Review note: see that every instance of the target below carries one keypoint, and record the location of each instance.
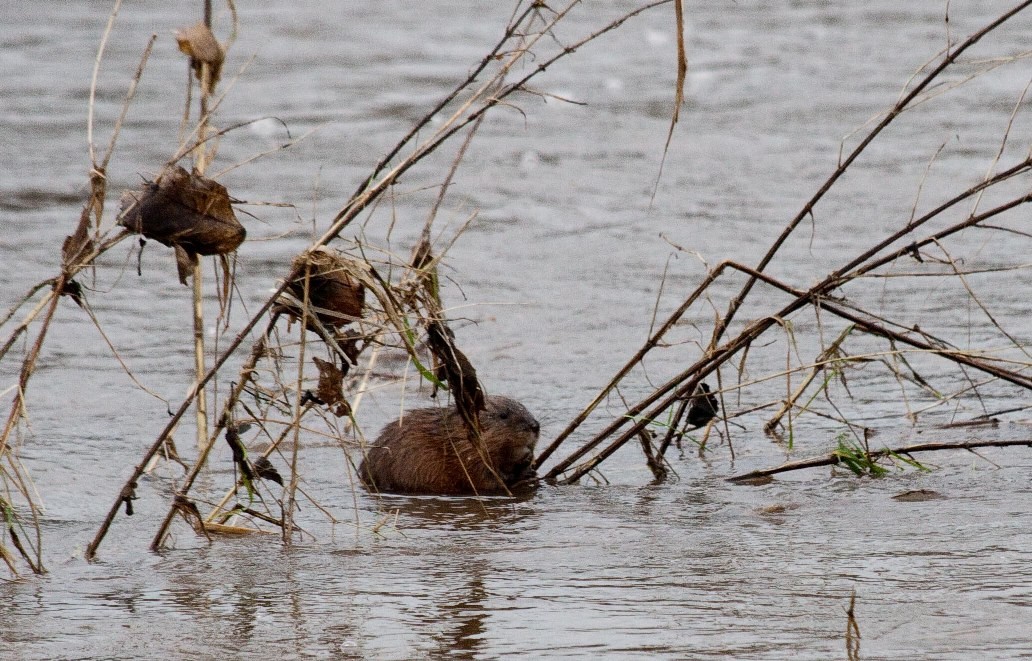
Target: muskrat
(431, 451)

****

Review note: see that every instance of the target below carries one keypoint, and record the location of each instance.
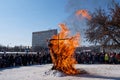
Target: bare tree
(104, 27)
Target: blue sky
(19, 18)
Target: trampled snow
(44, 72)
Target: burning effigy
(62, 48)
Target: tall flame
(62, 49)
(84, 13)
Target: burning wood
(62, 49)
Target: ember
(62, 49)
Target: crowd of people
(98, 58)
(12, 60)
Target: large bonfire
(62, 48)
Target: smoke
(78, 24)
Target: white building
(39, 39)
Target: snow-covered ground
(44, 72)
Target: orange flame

****

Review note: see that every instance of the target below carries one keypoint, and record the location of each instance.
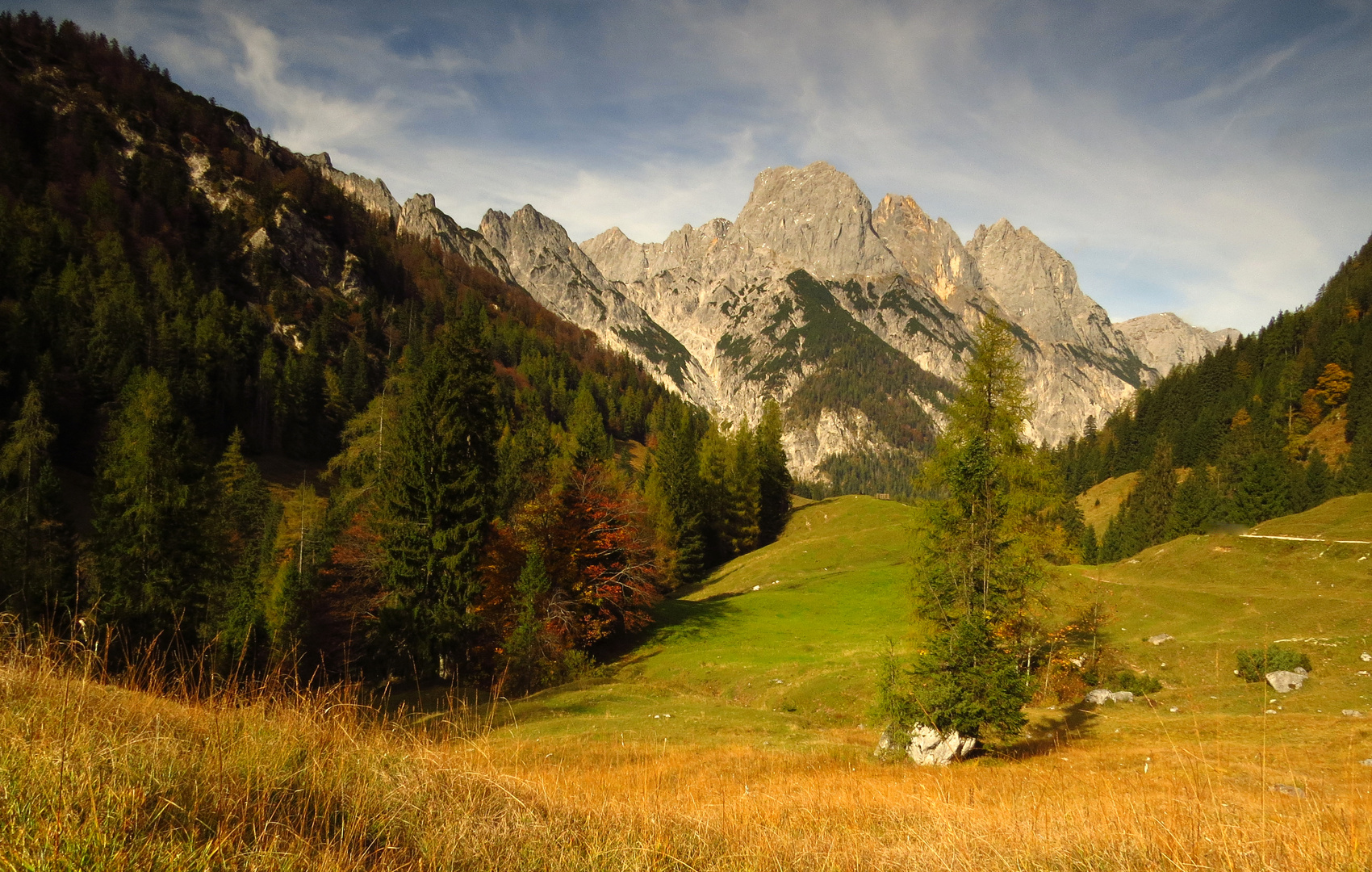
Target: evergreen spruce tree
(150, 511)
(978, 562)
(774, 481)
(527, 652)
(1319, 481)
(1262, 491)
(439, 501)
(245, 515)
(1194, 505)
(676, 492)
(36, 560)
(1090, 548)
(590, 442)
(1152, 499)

****

• TASK REQUIREMENTS
Copy, exactly and only, the lines above that begin with the one containing "Target: large bonfire" and finish with the one containing "Target: orange flame".

• OUTPUT FOR THIS EXERCISE
Target: large bonfire
(62, 48)
Target: smoke
(78, 24)
Target: white building
(39, 39)
Target: snow-covered ground
(44, 72)
Target: orange flame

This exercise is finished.